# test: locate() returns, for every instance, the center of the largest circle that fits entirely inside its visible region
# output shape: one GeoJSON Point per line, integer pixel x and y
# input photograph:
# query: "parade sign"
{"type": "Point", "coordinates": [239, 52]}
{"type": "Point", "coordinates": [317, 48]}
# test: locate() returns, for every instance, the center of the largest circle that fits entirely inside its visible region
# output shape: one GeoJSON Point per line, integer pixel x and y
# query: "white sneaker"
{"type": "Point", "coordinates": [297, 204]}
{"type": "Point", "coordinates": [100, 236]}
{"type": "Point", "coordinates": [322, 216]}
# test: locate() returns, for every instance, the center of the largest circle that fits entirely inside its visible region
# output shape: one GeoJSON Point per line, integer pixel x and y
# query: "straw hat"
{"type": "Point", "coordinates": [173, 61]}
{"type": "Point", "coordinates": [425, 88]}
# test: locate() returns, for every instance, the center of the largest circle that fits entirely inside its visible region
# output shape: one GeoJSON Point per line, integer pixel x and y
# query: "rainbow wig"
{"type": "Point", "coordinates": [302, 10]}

### THE TASK:
The expected output is the complete data, repeated exactly.

### RESPONSE AREA:
# test: locate() returns, for every instance, the center of the largest circle that fits entirely inside its visible region
# output shape: one GeoJSON Point per line, integer pixel x and y
# input photograph:
# query: "parade sign"
{"type": "Point", "coordinates": [239, 52]}
{"type": "Point", "coordinates": [317, 48]}
# test: locate() returns, for every instance, the center of the largest circle that fits entirely inside its visible region
# output shape: one GeoJSON Point per line, integer pixel x and y
# query: "white sneaker"
{"type": "Point", "coordinates": [297, 204]}
{"type": "Point", "coordinates": [100, 236]}
{"type": "Point", "coordinates": [322, 216]}
# test: locate() returns, for every instance, the center of the largest circle that fits entirely inside its visible region
# output shape: one GeoJSON Point per line, integer pixel x and y
# query: "straw hat"
{"type": "Point", "coordinates": [173, 61]}
{"type": "Point", "coordinates": [425, 88]}
# test: locate() returns, for every instance, the center of the largest circle that fits entirely inside its visible region
# output shape: one GeoJSON Point per line, integer pixel x and y
# query: "rainbow wig"
{"type": "Point", "coordinates": [302, 10]}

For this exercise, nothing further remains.